Source information:
▼

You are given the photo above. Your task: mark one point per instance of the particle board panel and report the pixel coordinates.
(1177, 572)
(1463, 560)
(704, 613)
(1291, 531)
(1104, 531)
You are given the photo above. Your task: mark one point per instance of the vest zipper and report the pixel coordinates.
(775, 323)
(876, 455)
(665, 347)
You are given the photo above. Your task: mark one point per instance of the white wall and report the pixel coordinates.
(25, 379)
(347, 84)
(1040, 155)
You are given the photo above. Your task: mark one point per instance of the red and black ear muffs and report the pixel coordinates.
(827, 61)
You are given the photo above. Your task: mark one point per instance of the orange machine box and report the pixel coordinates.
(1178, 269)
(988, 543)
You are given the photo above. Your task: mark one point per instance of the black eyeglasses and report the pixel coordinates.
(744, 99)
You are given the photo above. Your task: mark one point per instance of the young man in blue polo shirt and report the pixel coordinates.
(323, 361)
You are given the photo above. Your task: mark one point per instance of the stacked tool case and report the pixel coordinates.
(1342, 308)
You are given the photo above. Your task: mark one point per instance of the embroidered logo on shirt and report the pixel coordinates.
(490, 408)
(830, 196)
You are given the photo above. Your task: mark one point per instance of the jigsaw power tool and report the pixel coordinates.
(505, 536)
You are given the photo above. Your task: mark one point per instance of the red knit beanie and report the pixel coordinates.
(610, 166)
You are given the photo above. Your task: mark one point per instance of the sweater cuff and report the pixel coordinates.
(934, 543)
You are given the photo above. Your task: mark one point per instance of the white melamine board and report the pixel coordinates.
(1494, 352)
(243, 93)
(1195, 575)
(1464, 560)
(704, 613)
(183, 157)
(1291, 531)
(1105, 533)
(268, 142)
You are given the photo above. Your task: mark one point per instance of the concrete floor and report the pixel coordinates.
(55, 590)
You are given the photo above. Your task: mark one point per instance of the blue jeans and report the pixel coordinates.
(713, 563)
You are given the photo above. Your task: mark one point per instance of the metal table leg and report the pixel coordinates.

▲
▼

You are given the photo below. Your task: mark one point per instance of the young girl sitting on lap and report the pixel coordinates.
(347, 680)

▲

About this task: Send back an exact copy of only the lines from the line with "floor and report the pixel coordinates." up to and including the line with "leg and report the pixel coordinates." in the data above.

Your solution:
You are given the photo above. Your task: mark one point per instance of the concrete floor and report the pixel coordinates.
(55, 590)
You are given the photo above. Your task: mark one point per instance of the blue jeans and report the pixel coordinates.
(713, 563)
You are given the photo above. Your task: mark one point per instance of the metal table leg and report the pixel coordinates.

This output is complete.